== Work to do ==
Edit the part of the listing that opens with the line containing "point: yellow tennis" and closes with the last line of the listing, replacing "player's" with "athlete's" and leaving everything else unchanged. Return only that part.

[Records held in a dataset]

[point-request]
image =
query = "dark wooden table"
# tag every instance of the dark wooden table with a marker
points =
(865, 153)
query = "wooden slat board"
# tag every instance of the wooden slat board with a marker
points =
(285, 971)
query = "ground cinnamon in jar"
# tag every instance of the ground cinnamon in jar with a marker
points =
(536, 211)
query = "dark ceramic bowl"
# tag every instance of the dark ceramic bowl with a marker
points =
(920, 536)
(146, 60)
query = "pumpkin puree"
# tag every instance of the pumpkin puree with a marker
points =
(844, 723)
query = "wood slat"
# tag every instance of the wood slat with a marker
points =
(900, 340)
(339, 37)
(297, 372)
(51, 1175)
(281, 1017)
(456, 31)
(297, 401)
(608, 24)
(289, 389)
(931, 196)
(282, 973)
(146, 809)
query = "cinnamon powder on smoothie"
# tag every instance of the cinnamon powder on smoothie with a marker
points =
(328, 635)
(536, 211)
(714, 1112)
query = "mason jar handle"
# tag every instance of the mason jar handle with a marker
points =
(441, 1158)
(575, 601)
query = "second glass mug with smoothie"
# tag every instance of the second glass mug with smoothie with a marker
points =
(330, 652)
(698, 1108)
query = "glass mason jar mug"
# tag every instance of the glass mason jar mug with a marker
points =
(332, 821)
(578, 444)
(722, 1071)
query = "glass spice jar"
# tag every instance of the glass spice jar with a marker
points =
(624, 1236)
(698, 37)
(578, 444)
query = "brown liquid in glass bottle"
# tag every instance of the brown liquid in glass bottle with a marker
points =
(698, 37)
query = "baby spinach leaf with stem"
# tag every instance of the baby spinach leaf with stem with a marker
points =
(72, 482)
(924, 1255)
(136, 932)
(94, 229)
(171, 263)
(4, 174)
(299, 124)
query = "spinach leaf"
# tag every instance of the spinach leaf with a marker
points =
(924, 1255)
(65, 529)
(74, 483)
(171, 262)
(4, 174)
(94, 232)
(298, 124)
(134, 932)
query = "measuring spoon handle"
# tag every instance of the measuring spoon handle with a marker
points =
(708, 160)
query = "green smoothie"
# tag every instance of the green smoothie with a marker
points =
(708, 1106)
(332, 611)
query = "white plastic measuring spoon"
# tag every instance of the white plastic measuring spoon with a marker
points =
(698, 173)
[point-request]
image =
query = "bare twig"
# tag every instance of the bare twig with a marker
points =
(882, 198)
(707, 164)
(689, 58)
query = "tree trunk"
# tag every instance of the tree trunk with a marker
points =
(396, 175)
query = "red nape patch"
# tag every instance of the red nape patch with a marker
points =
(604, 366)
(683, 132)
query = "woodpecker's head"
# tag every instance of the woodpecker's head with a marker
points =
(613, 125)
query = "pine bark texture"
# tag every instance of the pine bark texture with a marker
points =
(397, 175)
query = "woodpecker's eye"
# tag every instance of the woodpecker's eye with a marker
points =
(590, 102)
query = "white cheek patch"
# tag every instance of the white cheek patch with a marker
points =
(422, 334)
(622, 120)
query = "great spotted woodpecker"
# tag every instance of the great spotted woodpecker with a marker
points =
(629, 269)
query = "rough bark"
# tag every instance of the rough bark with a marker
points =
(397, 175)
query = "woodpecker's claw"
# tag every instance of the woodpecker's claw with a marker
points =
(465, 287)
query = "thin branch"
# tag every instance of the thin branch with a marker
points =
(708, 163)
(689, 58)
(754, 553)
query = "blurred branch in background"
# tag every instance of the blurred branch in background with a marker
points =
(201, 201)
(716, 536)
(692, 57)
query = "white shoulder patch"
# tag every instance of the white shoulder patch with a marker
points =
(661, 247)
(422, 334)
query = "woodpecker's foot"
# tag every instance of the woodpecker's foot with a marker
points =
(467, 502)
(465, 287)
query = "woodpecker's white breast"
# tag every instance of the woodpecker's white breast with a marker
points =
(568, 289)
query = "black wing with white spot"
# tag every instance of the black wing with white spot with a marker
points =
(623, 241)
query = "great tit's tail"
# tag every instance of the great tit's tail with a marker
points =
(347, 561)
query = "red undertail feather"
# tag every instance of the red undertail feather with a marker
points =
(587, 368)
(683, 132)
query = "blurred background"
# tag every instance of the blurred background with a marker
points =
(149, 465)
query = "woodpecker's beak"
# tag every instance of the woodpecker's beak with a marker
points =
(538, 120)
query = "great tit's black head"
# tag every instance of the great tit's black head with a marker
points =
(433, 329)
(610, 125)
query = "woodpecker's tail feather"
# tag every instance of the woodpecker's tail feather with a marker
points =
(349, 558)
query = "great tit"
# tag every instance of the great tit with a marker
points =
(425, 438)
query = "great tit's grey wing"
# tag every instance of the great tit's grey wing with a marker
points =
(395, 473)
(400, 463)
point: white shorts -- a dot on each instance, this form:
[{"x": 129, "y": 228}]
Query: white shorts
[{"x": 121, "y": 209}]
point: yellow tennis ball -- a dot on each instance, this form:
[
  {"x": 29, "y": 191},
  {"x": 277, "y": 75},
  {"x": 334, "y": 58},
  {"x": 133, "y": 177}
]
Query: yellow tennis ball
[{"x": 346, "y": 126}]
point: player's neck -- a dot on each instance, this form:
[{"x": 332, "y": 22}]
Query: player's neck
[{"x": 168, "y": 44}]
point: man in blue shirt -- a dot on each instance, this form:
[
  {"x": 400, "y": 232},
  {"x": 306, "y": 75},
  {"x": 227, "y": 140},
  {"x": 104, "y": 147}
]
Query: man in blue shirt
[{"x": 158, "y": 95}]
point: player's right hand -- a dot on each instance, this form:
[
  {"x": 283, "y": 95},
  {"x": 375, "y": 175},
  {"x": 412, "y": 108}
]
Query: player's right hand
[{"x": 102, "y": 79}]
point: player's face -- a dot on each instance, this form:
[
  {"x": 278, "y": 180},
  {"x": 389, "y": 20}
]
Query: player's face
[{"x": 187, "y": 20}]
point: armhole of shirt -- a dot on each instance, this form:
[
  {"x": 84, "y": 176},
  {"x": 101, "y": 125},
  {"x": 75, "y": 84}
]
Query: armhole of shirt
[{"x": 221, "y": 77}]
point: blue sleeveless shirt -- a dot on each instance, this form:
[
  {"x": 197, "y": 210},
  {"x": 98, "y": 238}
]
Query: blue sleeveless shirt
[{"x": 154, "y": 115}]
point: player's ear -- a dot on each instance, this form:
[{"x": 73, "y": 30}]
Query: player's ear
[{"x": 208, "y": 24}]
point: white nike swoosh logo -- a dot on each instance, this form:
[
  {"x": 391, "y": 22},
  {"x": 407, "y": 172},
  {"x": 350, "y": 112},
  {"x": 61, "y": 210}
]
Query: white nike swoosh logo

== Output ==
point: yellow tennis ball -- a dot on each instance, this form:
[
  {"x": 29, "y": 191},
  {"x": 277, "y": 75},
  {"x": 334, "y": 58},
  {"x": 133, "y": 177}
]
Query: yellow tennis ball
[{"x": 346, "y": 126}]
point: athlete's neck -- a dot on each instance, this form:
[{"x": 332, "y": 22}]
Query: athlete's neck
[{"x": 168, "y": 44}]
point: man in blue shirt -- a dot on each instance, this form:
[
  {"x": 400, "y": 232},
  {"x": 306, "y": 75},
  {"x": 227, "y": 140},
  {"x": 104, "y": 147}
]
Query: man in blue shirt
[{"x": 158, "y": 95}]
point: athlete's right hand -- a dot on each instance, this form:
[
  {"x": 283, "y": 95},
  {"x": 375, "y": 175},
  {"x": 412, "y": 108}
]
Query: athlete's right hand
[{"x": 102, "y": 79}]
point: athlete's face -- a dot on each instance, this form:
[
  {"x": 278, "y": 180},
  {"x": 389, "y": 20}
]
Query: athlete's face
[{"x": 187, "y": 20}]
point: armhole of shirt -- a dot on each instance, this form:
[
  {"x": 84, "y": 176},
  {"x": 101, "y": 125},
  {"x": 75, "y": 84}
]
Query: armhole of shirt
[{"x": 221, "y": 77}]
point: blue sleeveless shirt -- a dot on each instance, this form:
[
  {"x": 197, "y": 210},
  {"x": 98, "y": 238}
]
Query: blue sleeveless shirt
[{"x": 154, "y": 115}]
point: athlete's ear -- a dot on each instance, this form:
[{"x": 73, "y": 30}]
Query: athlete's ear
[{"x": 208, "y": 24}]
point: white nike swoosh logo -- a dot on each instance, this form:
[
  {"x": 391, "y": 22},
  {"x": 407, "y": 172},
  {"x": 350, "y": 112},
  {"x": 61, "y": 210}
]
Query: white nike swoosh logo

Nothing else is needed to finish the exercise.